What the task asks » After finding the line containing "Category: smiling face" below, please output that line and each following one through the line containing "Category: hillside covered with trees", exactly as written.

Data supplied »
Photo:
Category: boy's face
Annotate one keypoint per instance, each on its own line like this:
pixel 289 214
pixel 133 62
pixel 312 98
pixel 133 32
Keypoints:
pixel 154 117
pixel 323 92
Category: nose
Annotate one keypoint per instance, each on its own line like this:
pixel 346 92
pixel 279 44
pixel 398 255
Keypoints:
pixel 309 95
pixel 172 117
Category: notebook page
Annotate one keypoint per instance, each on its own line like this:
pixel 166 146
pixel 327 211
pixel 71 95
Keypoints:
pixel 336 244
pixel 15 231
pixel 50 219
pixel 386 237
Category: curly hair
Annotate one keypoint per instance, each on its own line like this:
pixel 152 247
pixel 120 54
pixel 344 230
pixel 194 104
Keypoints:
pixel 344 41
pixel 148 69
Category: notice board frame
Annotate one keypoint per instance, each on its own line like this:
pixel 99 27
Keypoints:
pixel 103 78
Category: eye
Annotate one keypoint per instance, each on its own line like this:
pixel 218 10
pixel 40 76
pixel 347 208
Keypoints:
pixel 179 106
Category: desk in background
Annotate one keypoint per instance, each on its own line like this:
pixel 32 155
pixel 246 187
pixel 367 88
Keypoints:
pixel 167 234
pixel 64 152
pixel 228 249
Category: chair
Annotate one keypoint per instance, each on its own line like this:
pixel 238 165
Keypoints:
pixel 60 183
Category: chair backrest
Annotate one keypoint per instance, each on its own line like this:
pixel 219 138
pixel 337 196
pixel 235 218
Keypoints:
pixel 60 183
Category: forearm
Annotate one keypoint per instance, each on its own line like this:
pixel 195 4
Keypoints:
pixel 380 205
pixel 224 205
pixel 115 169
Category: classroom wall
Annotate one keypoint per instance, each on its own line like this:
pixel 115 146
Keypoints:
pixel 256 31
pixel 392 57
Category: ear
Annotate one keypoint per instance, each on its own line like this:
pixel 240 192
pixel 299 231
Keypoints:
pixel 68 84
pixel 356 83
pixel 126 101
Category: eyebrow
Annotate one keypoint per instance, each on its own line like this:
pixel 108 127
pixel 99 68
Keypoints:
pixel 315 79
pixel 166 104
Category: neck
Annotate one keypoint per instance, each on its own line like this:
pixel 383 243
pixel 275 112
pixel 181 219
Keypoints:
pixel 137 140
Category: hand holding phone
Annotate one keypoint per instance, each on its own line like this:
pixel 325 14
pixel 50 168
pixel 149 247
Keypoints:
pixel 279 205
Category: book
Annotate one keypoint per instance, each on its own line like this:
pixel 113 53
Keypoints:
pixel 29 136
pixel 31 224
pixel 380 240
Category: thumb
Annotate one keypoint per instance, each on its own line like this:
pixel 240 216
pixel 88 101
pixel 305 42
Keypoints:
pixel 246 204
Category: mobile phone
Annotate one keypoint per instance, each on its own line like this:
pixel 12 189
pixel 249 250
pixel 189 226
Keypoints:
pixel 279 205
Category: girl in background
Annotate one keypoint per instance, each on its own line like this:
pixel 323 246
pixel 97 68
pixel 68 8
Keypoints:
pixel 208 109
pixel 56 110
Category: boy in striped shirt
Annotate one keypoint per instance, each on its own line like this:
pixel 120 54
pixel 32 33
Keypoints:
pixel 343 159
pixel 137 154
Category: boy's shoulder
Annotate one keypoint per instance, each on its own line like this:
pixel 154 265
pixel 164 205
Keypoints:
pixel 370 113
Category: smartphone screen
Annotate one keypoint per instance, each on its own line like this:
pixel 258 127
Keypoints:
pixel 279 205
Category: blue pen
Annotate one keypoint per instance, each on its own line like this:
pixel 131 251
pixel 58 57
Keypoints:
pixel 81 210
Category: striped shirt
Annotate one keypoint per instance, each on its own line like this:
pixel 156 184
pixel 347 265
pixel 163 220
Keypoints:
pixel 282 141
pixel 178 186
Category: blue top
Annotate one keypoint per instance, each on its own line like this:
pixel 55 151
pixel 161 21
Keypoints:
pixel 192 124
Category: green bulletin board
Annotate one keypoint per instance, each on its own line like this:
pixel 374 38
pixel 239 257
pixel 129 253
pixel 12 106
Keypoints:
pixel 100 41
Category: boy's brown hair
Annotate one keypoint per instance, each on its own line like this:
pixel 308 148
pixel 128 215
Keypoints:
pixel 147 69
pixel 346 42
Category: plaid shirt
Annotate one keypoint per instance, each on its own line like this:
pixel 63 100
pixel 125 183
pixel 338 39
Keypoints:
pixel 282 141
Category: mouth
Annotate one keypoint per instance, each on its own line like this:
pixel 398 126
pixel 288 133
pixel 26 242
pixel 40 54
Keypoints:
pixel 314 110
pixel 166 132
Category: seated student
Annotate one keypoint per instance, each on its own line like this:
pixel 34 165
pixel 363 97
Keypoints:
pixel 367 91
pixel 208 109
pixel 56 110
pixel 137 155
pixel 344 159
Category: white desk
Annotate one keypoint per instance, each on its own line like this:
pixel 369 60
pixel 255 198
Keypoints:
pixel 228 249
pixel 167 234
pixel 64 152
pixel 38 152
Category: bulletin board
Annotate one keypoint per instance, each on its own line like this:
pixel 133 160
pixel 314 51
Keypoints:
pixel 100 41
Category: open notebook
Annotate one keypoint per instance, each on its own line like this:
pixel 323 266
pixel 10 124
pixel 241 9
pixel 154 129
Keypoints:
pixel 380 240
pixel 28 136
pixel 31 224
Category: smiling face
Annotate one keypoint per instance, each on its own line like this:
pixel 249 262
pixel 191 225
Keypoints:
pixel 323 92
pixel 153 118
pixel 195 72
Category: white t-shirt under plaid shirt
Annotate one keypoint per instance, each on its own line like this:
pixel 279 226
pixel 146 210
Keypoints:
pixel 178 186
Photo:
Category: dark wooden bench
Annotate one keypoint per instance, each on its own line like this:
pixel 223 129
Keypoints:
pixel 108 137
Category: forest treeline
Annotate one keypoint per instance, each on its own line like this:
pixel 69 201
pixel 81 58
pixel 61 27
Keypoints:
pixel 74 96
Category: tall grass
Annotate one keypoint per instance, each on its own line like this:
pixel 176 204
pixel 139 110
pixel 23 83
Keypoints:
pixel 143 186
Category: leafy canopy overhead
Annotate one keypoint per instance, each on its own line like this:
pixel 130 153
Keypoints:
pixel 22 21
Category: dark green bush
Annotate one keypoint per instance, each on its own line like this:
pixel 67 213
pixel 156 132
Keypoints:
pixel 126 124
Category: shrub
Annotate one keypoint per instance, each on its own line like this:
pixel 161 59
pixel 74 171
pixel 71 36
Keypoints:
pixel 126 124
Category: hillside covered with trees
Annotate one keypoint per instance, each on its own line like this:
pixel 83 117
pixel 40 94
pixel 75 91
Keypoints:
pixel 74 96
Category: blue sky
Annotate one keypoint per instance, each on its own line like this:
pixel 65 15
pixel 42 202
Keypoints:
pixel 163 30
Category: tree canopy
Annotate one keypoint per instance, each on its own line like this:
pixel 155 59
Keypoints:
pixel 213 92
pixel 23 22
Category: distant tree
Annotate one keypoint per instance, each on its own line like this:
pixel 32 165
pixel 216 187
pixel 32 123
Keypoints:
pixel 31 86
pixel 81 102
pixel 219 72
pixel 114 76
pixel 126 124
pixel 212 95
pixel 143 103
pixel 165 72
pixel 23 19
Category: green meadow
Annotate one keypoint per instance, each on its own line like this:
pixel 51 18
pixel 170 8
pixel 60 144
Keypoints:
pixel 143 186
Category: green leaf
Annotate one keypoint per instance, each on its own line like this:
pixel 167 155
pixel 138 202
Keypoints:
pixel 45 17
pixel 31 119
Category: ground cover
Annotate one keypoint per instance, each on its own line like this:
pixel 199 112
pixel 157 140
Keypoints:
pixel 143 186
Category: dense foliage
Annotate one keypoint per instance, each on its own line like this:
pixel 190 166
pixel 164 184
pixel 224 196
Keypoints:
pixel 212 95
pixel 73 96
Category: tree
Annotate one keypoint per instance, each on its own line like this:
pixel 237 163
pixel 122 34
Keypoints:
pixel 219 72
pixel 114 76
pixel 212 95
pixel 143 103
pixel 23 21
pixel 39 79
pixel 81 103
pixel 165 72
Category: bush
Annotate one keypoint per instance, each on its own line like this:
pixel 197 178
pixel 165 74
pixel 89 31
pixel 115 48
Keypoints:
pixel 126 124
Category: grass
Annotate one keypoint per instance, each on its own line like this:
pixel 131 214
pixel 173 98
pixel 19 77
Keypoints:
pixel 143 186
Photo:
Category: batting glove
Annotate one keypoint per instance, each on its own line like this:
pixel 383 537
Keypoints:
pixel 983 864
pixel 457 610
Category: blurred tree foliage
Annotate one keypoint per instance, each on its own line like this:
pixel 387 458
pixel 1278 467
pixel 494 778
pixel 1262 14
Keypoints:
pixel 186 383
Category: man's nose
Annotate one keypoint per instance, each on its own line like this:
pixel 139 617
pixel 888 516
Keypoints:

Reply »
Category: smiling face
Annotate one keypoint per instance, each on its own line like this:
pixel 249 262
pixel 191 225
Keypoints:
pixel 323 92
pixel 153 118
pixel 195 72
Category: white t-shirt under plaid shirt
Annotate one keypoint per instance, each on its own line like this:
pixel 279 226
pixel 146 210
Keypoints:
pixel 178 186
Photo:
Category: dark wooden bench
Annotate one keypoint per instance, each on its own line like this:
pixel 223 129
Keypoints:
pixel 108 137
Category: forest treeline
Annotate one keypoint per instance, each on its own line like this:
pixel 69 201
pixel 81 58
pixel 61 27
Keypoints:
pixel 74 96
Category: tall grass
Annotate one keypoint per instance, each on its own line like this:
pixel 176 204
pixel 139 110
pixel 23 83
Keypoints:
pixel 143 186
Category: leafy canopy overhead
Annotate one keypoint per instance, each on its own line like this:
pixel 130 153
Keypoints:
pixel 22 21
Category: dark green bush
Annotate one keypoint per instance, each on its own line like this:
pixel 67 213
pixel 156 132
Keypoints:
pixel 126 124
Category: shrub
Annotate one keypoint per instance, each on its own line like this:
pixel 161 59
pixel 74 171
pixel 71 36
Keypoints:
pixel 126 124
Category: hillside covered with trees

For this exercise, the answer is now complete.